Vorliegender Textauszug:
===============
Das amerikanische Magazin "Teen Bo$$ – Dream Big & Learn Fast", vergleichbar mit der deutschen "Bravo", erklärt, wie Jugendliche am besten vorgehen, wenn sie schnell reich und berühmt werden wollen. Im Heft werden Jugendliche porträtiert, die sogenannten "Teen Bosse". Die erzählen, wie sie es dank YouTube und Instagram geschafft haben – sei es mit einer eigenen Kosmetiklinie oder weil sie Seifen in Form von Cupcakes verkaufen.

Die Teenager bekommen auch Tipps: "Sei du selbst!", lautet einer in der jüngsten Ausgabe. Das Influencer-Fieber ist längst auch nach Europa übergeschwappt. Im Kampf um Likes und Aufmerksamkeit eifern die Nachwuchs-Influencer ihren Insta-Idolen nach. Das Ziel: Das Leben eines erfolgreichen Social-Media-Stars zu simulieren.
===============
Vorliegende Auflistung:
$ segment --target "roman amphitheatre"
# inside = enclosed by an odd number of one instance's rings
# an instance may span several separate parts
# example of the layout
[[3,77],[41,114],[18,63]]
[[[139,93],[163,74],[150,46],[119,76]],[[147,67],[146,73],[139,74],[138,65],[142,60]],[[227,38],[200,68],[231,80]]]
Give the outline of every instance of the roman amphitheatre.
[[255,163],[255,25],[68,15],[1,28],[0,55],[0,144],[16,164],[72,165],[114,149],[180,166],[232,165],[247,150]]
===============
Aufgaben:
1. Schreiben Sie sämtliche Zeilen der Auflistung zeichengetreu ab.
2. Setzen Sie den Text über jugendliche Influencer im Anschluss an seinen letzten Satz fort.

Lösungen:
1.
$ segment --target "roman amphitheatre"
# inside = enclosed by an odd number of one instance's rings
# an instance may span several separate parts
# example of the layout
[[3,77],[41,114],[18,63]]
[[[139,93],[163,74],[150,46],[119,76]],[[147,67],[146,73],[139,74],[138,65],[142,60]],[[227,38],[200,68],[231,80]]]
Give the outline of every instance of the roman amphitheatre.
[[255,163],[255,25],[68,15],[1,28],[0,55],[0,144],[16,164],[72,165],[114,149],[180,166],[232,165],[247,150]]

2.
"Die Leute sollen schon sehen, dass wir es uns leisten können"

Ein Beispiel sind L.K.* (19) und R.S.* (21) aus Zürich: Die Lehrlinge mieten über Mittag ein repräsentatives Auto und machen damit Fotos. Gegen elf Uhr reservieren sie jeweils über die Mobility-App ein Auto für etwa eine Stunde. Meistens einen Audi A5. "Wenn wir das Auto haben, fahren wir durch Zürich und suchen uns einen schönen Platz fürs Mittagessen."

Meistens sei es so, dass sie ein bis zwei Fotos mit dem Auto machen, diese mit dem Hashtag "Mittag" versehen und die Bilder dann auf Instagram oder Snapchat laden, erklären die beiden. "Die Leute sollen schon sehen, dass wir es uns leisten können."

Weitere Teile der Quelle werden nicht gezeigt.